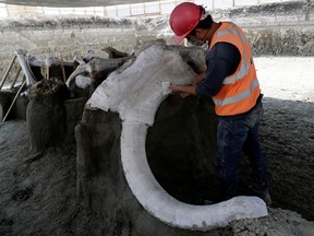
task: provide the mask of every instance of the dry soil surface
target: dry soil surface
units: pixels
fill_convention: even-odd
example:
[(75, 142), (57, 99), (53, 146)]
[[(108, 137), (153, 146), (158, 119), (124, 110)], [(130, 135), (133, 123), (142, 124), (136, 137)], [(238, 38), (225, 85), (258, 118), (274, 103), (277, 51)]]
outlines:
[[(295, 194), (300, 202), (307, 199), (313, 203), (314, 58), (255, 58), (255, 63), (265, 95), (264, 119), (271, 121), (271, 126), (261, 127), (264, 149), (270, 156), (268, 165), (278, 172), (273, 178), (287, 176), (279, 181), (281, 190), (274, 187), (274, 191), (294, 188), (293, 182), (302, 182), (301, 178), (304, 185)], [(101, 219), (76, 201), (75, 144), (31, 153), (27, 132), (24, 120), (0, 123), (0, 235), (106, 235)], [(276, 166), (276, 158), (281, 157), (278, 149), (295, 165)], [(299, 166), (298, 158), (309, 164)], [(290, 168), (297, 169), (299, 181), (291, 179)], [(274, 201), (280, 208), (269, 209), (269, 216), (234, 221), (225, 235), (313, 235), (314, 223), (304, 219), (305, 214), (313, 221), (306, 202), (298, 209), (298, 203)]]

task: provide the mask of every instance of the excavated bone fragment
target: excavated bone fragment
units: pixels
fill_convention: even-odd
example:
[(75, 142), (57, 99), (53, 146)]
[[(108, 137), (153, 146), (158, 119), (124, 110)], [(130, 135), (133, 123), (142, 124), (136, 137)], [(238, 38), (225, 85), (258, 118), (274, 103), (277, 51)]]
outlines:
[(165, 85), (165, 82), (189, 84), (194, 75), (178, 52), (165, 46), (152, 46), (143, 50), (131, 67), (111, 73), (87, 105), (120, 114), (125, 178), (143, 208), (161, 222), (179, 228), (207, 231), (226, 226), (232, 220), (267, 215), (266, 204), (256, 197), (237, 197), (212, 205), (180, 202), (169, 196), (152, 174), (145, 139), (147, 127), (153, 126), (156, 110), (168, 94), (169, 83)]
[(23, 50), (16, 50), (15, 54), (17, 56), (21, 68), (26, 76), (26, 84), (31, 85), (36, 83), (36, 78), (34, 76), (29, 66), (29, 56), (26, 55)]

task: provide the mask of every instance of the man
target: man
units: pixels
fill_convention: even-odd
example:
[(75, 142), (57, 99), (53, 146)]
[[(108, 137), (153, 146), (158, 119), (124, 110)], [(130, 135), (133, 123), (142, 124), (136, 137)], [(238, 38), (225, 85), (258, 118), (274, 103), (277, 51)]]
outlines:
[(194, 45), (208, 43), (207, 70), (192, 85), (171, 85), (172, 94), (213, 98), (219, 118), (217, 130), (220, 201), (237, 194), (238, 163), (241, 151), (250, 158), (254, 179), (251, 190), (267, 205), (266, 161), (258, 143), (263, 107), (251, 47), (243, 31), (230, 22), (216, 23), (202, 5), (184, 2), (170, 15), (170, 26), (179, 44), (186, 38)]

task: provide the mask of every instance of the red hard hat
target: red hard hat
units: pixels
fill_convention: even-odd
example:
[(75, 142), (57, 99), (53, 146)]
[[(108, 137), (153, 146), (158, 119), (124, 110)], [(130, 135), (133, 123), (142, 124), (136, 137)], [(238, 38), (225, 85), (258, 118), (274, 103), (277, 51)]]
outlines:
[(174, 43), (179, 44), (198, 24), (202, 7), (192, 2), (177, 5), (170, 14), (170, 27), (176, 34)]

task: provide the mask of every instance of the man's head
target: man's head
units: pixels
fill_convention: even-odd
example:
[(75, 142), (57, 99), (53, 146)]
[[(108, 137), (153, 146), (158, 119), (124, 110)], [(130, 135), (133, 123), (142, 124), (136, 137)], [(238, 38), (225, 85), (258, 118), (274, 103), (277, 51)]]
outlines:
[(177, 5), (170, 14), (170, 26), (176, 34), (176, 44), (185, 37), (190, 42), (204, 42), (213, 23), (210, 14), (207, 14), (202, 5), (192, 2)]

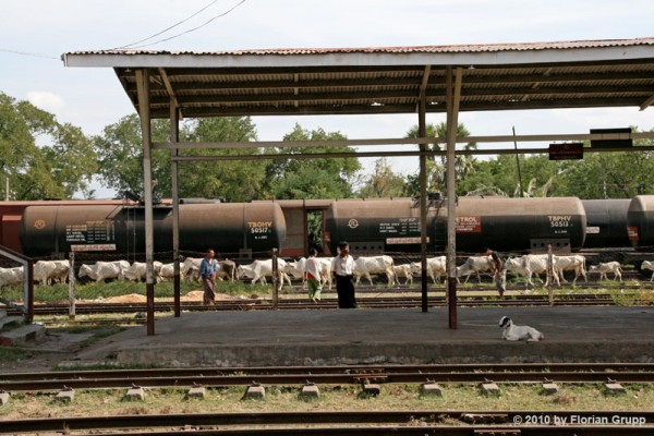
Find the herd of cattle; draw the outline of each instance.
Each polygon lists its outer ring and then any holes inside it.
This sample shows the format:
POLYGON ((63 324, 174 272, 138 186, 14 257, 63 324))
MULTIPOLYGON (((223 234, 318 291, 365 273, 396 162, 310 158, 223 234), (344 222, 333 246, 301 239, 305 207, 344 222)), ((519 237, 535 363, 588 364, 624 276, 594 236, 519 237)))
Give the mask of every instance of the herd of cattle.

.....

What you should do: Quote all of the records above word for word, leaving out the pictures.

Result for this exercise:
task: provide the mask of every instance of the dry soil surface
target: dry soil surface
units: pixels
fill_convention: even-odd
example:
[(75, 142), (57, 99), (53, 146)]
[[(108, 137), (153, 146), (158, 119), (124, 110)], [(130, 135), (133, 123), (142, 124), (136, 137)], [(238, 38), (225, 85), (258, 118), (274, 103), (277, 51)]]
outlines:
[[(295, 194), (300, 202), (307, 199), (313, 203), (314, 58), (255, 58), (255, 63), (265, 95), (264, 119), (271, 121), (271, 126), (261, 127), (264, 149), (270, 156), (268, 165), (278, 172), (273, 178), (287, 176), (279, 181), (281, 190), (274, 187), (274, 191), (294, 188), (293, 182), (302, 182), (301, 178), (304, 185)], [(101, 219), (76, 201), (75, 144), (31, 153), (27, 132), (24, 120), (0, 123), (0, 235), (106, 235)], [(276, 166), (276, 158), (281, 157), (278, 149), (295, 165)], [(299, 166), (298, 158), (309, 164)], [(290, 168), (297, 169), (299, 181), (291, 179)], [(274, 201), (280, 208), (269, 209), (269, 216), (234, 221), (225, 235), (313, 235), (314, 223), (304, 219), (305, 214), (313, 221), (306, 202), (298, 209), (298, 203)]]

task: provide the mask of every instance of the excavated bone fragment
target: excavated bone fragment
units: pixels
fill_convention: even-odd
example:
[(75, 142), (57, 99), (53, 146)]
[[(108, 137), (153, 146), (158, 119), (124, 110)], [(130, 135), (133, 123), (142, 124), (136, 137)], [(238, 38), (225, 85), (258, 118), (274, 103), (277, 51)]]
outlines:
[(165, 85), (165, 82), (189, 84), (194, 75), (178, 52), (165, 46), (152, 46), (143, 50), (131, 67), (111, 73), (87, 105), (120, 114), (125, 178), (143, 208), (161, 222), (179, 228), (207, 231), (226, 226), (232, 220), (267, 215), (266, 204), (256, 197), (237, 197), (212, 205), (180, 202), (169, 196), (152, 174), (145, 139), (147, 127), (153, 126), (156, 110), (168, 94), (169, 83)]
[(23, 50), (16, 50), (15, 54), (17, 56), (21, 68), (26, 76), (26, 84), (31, 85), (36, 83), (36, 78), (34, 76), (29, 66), (29, 56), (26, 55)]

task: provide the mask of every instance of the man
target: man
units: pixels
fill_convention: even-odd
example:
[(75, 142), (57, 99), (53, 146)]
[[(108, 137), (153, 146), (158, 119), (124, 110)], [(130, 135), (133, 123), (142, 124), (136, 137)], [(238, 38), (225, 85), (258, 118), (274, 103), (277, 51)]]
outlines:
[(194, 45), (208, 43), (207, 70), (192, 85), (171, 85), (172, 94), (213, 98), (219, 118), (217, 130), (220, 201), (237, 194), (238, 163), (241, 151), (250, 158), (254, 179), (251, 190), (267, 205), (266, 161), (258, 143), (263, 107), (251, 47), (243, 31), (230, 22), (216, 23), (202, 5), (184, 2), (170, 15), (170, 26), (179, 44), (186, 38)]

task: provide the mask of every instance of the red hard hat
target: red hard hat
units: pixels
fill_convention: even-odd
example:
[(75, 142), (57, 99), (53, 146)]
[[(108, 137), (153, 146), (158, 119), (124, 110)], [(130, 135), (133, 123), (142, 124), (136, 137)], [(238, 38), (225, 85), (258, 118), (274, 103), (277, 51)]]
outlines:
[(174, 43), (179, 44), (198, 24), (202, 7), (192, 2), (177, 5), (170, 14), (170, 27), (176, 34)]

task: provide the mask of every instance of the man's head
target: man's head
units: pixels
fill_convention: even-odd
example:
[(75, 142), (57, 99), (53, 146)]
[[(108, 137), (153, 146), (158, 119), (124, 110)], [(130, 135), (133, 123), (142, 124), (136, 137)], [(238, 38), (225, 85), (258, 118), (274, 103), (277, 51)]]
outlines:
[(177, 5), (170, 14), (170, 26), (176, 34), (176, 44), (185, 37), (190, 42), (204, 42), (213, 23), (210, 14), (207, 14), (202, 5), (192, 2)]

Find the herd of cattle; draw the outline of each instance.
Each polygon lists its outer ring and then any holes inside it.
This sample shows the format:
POLYGON ((63 324, 174 272, 138 186, 14 257, 63 324))
MULTIPOLYGON (((223 234, 318 291, 365 273, 396 162, 310 158, 223 234), (344 222, 333 246, 301 239, 305 207, 344 222)), ((519 237, 535 363, 588 364, 624 276, 594 236, 519 237)))
Give the mask of every instance of the herd of cattle.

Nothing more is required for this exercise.